Passage to read —
....
Maps and youtube are the two google features I routinely use. I'll have to
install this on mobile and see how it goes.

Thanks for the tip!

------
rdallman
I've done this a couple years ago now for anyone interested in the subject,
hope it's useful to compare: [https://medium.com/@rdallman10/degoogling-
eb3709bdfd4c](https://medium.com/@rdallman10/degoogling-eb3709bdfd4c) (I will
get my blog off medium, promise!)

It's great to compare with people who have done similar, thanks for sharing
your journey. It is an inordinate amount of work that non-computer-interested
most likely aren't interested in. I do wonder what it takes (restoration of
privacy rights enacted through judicial interpretation enforced upon companies
like e.g. GDPR?) to have default UX that is E2E across most services, probably
widely used companies like Apple doing it (which may compel Google, et al,
to?). It surprises me to some degree that companies seem to _want_ the
liability involved with associating people with their data? This seems odd, as
the data is just as useful assigned to some random identifier that can be
carted around the internet that can't be tied to our person, and I wonder how
the cost of liability remains worth it when technologically it's unnecessary.
....
Provided material —
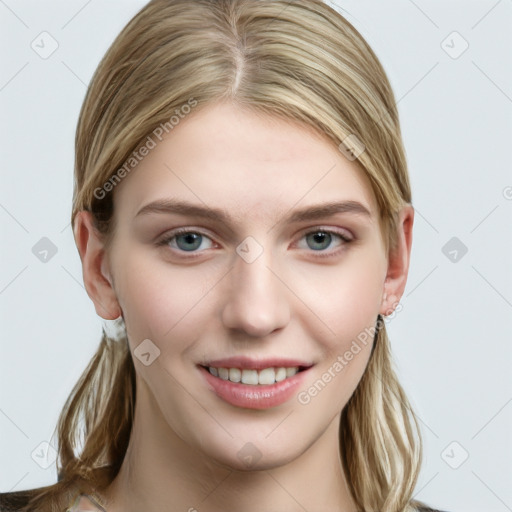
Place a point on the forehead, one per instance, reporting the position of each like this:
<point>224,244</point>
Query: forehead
<point>223,156</point>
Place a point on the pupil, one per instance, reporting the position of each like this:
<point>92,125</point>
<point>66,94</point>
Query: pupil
<point>323,239</point>
<point>189,241</point>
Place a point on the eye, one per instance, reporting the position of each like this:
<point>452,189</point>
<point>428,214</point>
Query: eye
<point>321,239</point>
<point>187,241</point>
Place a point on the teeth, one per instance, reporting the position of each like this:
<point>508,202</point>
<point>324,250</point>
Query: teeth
<point>266,376</point>
<point>235,375</point>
....
Task requirements —
1 - From the forum thread about leaving Google services, reproduce the passage starting at "It's great to" and ending at "technologically it's unnecessary.".
2 - According to the opening comment of the forum thread about leaving Google services, which two Google features are used routinely?

In response —
1 -
It's great to compare with people who have done similar, thanks for sharing
your journey. It is an inordinate amount of work that non-computer-interested
most likely aren't interested in. I do wonder what it takes (restoration of
privacy rights enacted through judicial interpretation enforced upon companies
like e.g. GDPR?) to have default UX that is E2E across most services, probably
widely used companies like Apple doing it (which may compel Google, et al,
to?). It surprises me to some degree that companies seem to _want_ the
liability involved with associating people with their data? This seems odd, as
the data is just as useful assigned to some random identifier that can be
carted around the internet that can't be tied to our person, and I wonder how
the cost of liability remains worth it when technologically it's unnecessary.

2 - Maps and YouTube.